§ **TEXT BLOCK**:
____

The techniques and methodologies used include the reduction or elimination of tillage in combination with planting cover crops on fallows in crop rotation cycles and maintaining the residue of these crops on the land (green mulch). Composting — the controlled aerobic decomposition of organic materials — and adding this nutrient and carbon-rich compost to the soil as fertilizer is a central practice of organic farming. It helps to accumulate carbon in the soil while increasing fertility and yields. The use of perennial plants, increased crop diversity including tree crops and maintaining a rich soil structure through plants with deep, bushy root systems, all support a healthy network of mycorrhizal fungi and encourage the long-term fixing of carbon in soils.

The World Bank has released a detailed report which reviews the different ‘abatement rates’ of different land management practices and how effective they are in different regions of the world. The report highlights that “in addition to storing soil carbon, sustainable land management technologies can be beneficial to farmers because they can increase yields and reduce production cost” (World Bank, 2012: xvi). One of the techniques that scores highest for its greenhouse gas abatement rate is the application of biochar (ibid: xxiii).

____

§ **GIVEN RECORDS**:
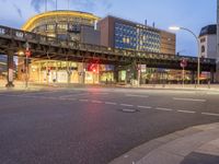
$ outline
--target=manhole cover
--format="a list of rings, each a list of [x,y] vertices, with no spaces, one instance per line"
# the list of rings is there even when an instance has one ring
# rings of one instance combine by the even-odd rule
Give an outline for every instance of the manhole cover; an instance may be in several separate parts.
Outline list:
[[[123,113],[137,113],[139,112],[138,109],[132,109],[132,108],[124,108],[122,109]]]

____

§ **REQUEST 1**: In the text on soil carbon, rewrite the paragraph beginning "The techniques and methodologies used include" as a short bulleted list that keeps its main facts.
§ **REQUEST 2**: According to the text on soil carbon, which technique is one of the highest scorers for greenhouse gas abatement rate in the World Bank report?
§ **REQUEST 3**: Summarize the text on soil carbon in two sentences.

§ **FULL SOLUTION 1**:
- Reduce or eliminate tillage, plant cover crops on fallows in crop rotation cycles, and leave the crop residue on the land as green mulch.
- Composting, the controlled aerobic decomposition of organic materials, produces a nutrient- and carbon-rich fertilizer and is a central practice of organic farming.
- Adding compost to the soil helps accumulate carbon while increasing fertility and yields.
- Perennial plants, greater crop diversity including tree crops, and deep, bushy root systems that maintain a rich soil structure support a healthy network of mycorrhizal fungi.
- These practices encourage the long-term fixing of carbon in soils.

§ **FULL SOLUTION 2**: The application of biochar.

§ **FULL SOLUTION 3**: Practices such as reduced tillage, cover crops, green mulch, composting, perennial and diverse crops, and deep-rooted plants help fix carbon in soils, and some of them also increase fertility and yields. A World Bank report reviews the abatement rates of land management practices across regions, notes that these technologies can raise yields and cut production costs for farmers, and ranks biochar among the highest-scoring techniques.